▸ **PROBLEM TO SOLVE**: The lines from the one containing "Reviewer note: check that each instance of the pergola" through the end of the entries are what to output; reproduce them exactly and add nothing.

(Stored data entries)

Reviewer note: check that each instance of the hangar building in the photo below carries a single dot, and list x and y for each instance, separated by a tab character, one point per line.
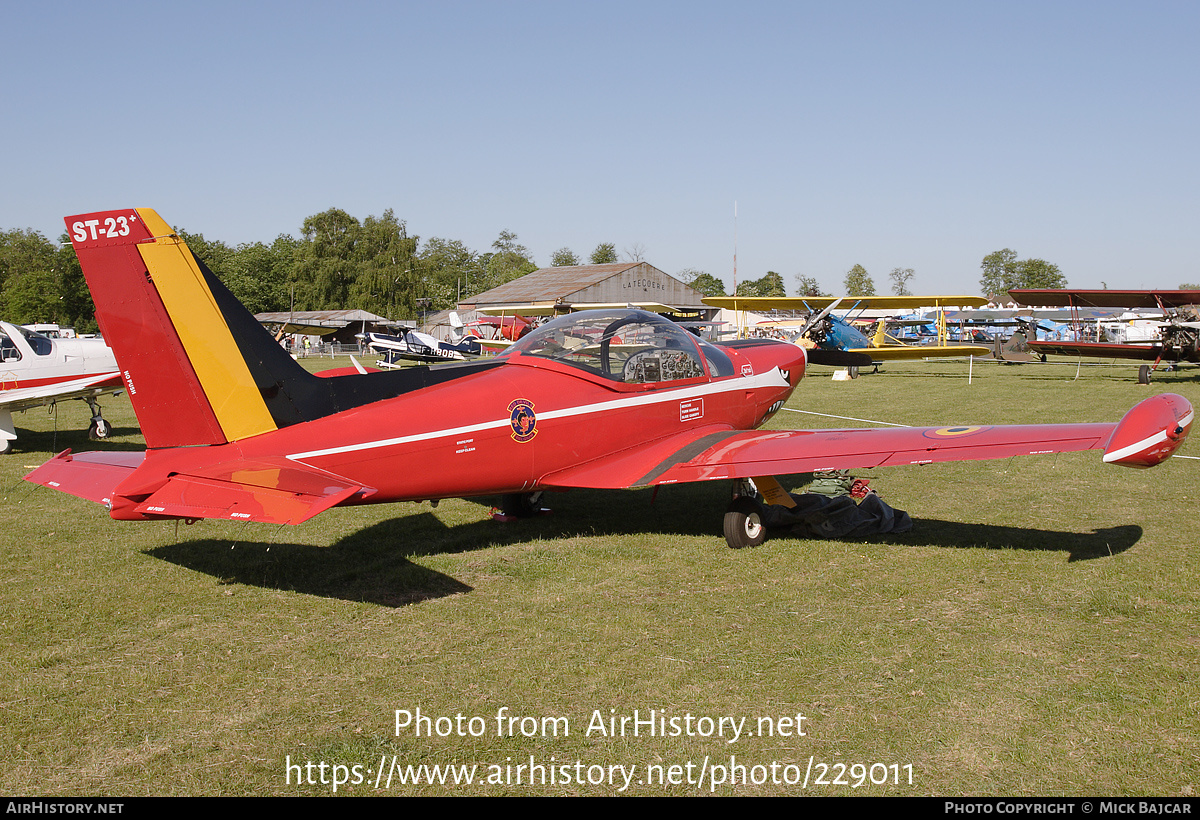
581	286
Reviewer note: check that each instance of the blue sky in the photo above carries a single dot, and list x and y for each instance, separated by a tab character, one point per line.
912	135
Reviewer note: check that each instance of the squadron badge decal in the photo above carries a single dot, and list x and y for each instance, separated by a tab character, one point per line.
521	417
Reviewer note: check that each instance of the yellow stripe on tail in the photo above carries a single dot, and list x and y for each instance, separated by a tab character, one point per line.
203	331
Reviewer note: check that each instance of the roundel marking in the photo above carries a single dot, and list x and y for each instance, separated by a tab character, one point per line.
522	419
952	432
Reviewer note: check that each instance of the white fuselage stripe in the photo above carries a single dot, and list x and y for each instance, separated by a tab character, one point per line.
1145	443
773	378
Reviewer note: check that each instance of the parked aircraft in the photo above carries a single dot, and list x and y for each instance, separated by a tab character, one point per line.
36	370
1179	334
235	429
417	346
833	333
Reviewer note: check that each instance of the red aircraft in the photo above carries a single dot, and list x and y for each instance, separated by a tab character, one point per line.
238	430
1179	336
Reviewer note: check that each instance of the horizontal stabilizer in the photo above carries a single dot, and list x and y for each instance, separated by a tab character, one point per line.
193	497
91	476
1149	434
820	355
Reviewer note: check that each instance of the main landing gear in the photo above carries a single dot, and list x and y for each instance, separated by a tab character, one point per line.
100	428
743	519
743	524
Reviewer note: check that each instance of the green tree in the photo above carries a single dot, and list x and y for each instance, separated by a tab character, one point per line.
327	264
1002	271
809	286
450	270
858	282
1000	274
1039	274
771	285
702	281
31	295
77	304
33	274
387	280
507	262
604	255
900	277
563	257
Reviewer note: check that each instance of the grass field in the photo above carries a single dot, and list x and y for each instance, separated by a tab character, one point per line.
1035	634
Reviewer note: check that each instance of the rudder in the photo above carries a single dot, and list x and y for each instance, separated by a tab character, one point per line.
189	381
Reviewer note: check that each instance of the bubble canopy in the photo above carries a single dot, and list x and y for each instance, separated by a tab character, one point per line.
629	346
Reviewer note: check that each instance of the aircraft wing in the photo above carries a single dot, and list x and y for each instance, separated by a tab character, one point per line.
761	304
77	388
1074	298
1147	435
1099	349
898	352
241	490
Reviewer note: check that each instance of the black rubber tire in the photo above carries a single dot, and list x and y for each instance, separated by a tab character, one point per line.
743	524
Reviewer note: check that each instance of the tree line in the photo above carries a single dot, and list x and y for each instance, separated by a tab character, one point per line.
340	262
336	262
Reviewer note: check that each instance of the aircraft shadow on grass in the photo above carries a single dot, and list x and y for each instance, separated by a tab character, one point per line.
373	564
958	534
55	441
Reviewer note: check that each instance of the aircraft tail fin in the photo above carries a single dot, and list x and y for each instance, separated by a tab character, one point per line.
198	367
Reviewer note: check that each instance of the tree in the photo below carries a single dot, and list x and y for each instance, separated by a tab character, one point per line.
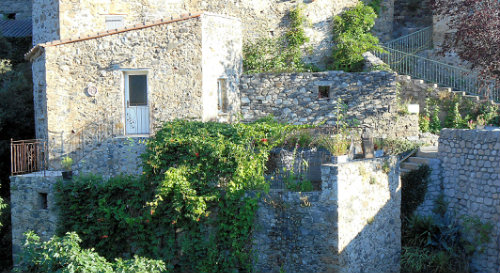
475	34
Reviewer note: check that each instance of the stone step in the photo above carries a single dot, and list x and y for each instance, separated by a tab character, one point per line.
410	166
419	160
428	151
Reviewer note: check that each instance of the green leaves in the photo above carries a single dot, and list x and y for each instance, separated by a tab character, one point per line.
283	54
352	37
189	209
63	254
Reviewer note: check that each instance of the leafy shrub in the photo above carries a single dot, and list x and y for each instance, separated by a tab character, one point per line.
65	255
435	123
352	37
283	54
189	207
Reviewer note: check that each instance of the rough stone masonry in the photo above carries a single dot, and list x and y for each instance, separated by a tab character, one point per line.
310	98
351	226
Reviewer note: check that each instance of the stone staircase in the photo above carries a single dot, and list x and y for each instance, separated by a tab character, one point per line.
423	156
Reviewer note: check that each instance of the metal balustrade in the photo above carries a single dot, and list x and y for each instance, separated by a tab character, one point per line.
414	42
28	156
400	55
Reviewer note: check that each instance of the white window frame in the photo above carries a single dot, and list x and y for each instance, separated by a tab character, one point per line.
126	74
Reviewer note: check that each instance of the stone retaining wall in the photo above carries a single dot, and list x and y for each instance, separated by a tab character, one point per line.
352	225
33	207
470	160
371	98
114	156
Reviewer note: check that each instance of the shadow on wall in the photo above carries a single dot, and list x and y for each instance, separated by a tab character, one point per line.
352	225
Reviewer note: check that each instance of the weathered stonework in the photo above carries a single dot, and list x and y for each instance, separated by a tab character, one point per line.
371	99
22	8
471	179
352	225
114	156
33	207
183	61
63	19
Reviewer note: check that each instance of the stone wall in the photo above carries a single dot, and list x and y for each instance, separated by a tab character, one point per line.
22	8
46	24
434	189
471	179
114	156
260	18
33	207
371	98
171	54
222	59
352	225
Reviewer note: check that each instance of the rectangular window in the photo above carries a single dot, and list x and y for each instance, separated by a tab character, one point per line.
222	104
323	92
43	200
138	88
114	22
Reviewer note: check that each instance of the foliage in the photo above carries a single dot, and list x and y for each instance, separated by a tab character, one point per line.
189	207
413	189
476	36
66	163
375	5
16	121
65	255
337	144
442	245
352	37
424	122
283	54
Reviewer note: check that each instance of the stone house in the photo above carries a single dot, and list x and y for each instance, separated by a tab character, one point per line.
128	81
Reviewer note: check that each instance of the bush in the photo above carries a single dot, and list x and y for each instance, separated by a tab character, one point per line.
352	37
189	209
65	255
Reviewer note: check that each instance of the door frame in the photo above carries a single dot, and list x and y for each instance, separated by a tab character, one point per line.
125	92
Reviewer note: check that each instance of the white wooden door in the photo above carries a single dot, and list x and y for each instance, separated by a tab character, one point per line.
136	104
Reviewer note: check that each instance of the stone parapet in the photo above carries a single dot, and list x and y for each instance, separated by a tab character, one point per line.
295	97
471	179
353	225
33	207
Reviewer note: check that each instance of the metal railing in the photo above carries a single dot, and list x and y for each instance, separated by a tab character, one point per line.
400	56
28	156
414	42
443	74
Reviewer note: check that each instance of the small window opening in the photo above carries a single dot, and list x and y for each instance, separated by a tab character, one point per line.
43	201
114	22
324	92
222	104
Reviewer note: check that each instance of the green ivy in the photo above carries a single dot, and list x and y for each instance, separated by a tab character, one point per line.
189	208
283	54
352	37
65	255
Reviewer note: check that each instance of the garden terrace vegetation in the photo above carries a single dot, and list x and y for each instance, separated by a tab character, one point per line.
189	209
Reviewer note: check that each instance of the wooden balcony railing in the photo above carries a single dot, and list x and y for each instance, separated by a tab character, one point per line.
27	156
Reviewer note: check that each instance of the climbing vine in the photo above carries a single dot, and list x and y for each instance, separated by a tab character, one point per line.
283	54
189	208
352	37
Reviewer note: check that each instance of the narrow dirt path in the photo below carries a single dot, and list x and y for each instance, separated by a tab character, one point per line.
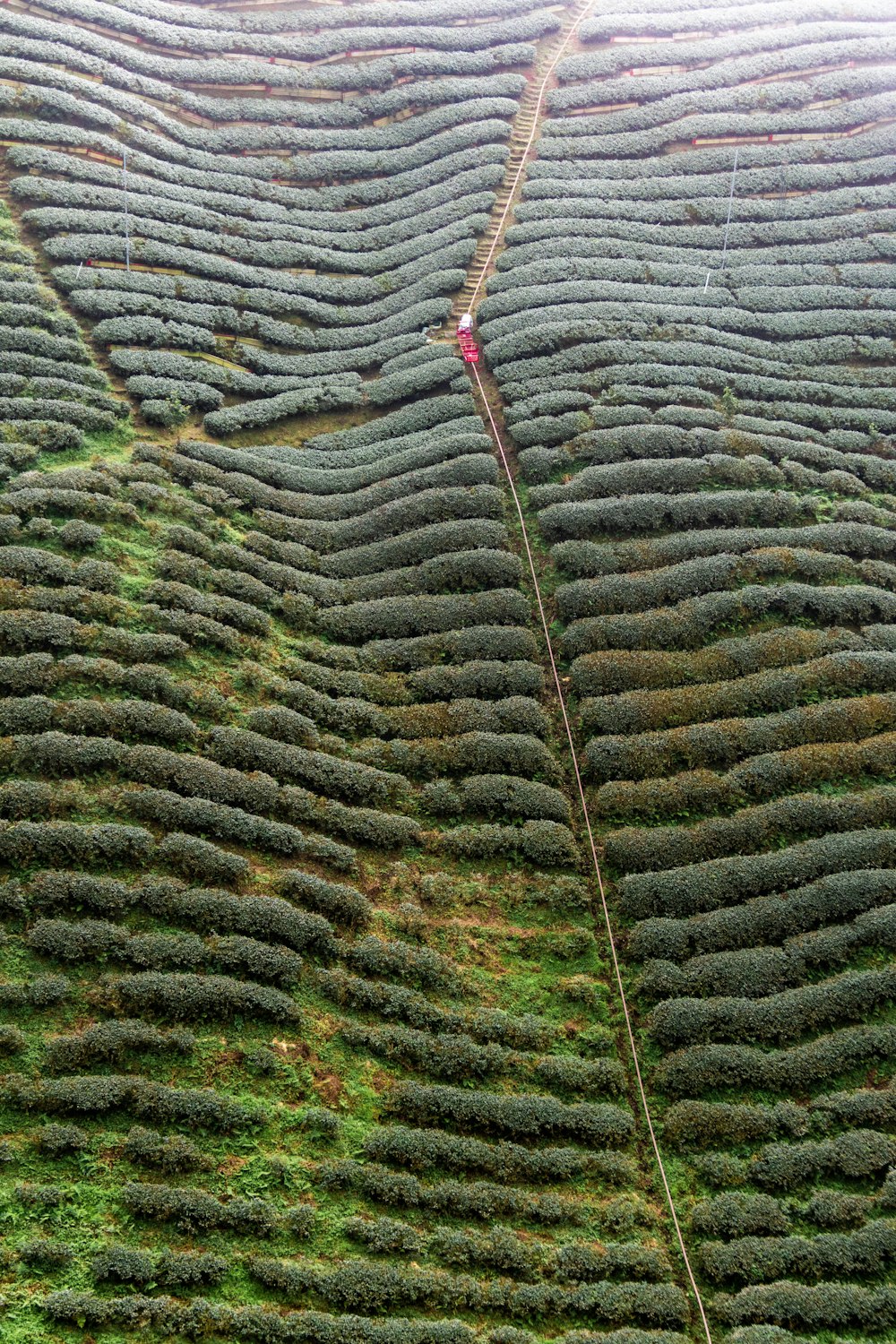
541	575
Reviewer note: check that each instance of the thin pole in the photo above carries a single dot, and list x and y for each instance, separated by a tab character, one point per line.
731	202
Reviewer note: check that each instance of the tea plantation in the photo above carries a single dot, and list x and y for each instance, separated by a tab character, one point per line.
447	849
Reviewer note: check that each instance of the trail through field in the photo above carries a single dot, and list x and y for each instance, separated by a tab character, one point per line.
525	131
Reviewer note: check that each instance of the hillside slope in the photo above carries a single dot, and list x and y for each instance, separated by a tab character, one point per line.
692	330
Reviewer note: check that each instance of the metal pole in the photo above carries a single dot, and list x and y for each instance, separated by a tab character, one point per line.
731	202
124	185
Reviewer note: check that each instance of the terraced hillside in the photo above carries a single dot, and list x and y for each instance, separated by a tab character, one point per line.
312	1026
308	1032
692	330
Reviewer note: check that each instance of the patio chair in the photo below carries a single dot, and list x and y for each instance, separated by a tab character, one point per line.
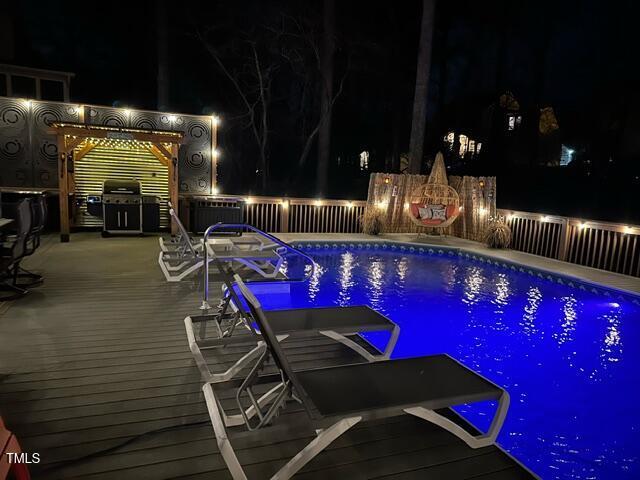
39	214
337	398
14	250
341	324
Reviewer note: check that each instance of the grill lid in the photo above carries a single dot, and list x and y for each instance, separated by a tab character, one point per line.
121	187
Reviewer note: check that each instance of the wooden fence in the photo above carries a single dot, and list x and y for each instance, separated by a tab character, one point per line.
391	194
607	246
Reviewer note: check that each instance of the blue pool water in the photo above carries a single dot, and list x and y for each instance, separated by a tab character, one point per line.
569	357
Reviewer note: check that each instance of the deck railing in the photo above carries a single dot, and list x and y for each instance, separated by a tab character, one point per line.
302	215
607	246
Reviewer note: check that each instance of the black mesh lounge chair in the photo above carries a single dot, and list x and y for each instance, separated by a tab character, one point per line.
188	256
338	323
337	398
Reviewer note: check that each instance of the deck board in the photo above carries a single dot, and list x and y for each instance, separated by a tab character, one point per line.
97	355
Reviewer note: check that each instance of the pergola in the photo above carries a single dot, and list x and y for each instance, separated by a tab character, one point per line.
75	140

▸ **TASK OUTPUT**:
Reviewer note: check that each instance of the pergola in the photo above carries a single dot, and list x and y for each instance, separated by a tab character, one point per line.
75	140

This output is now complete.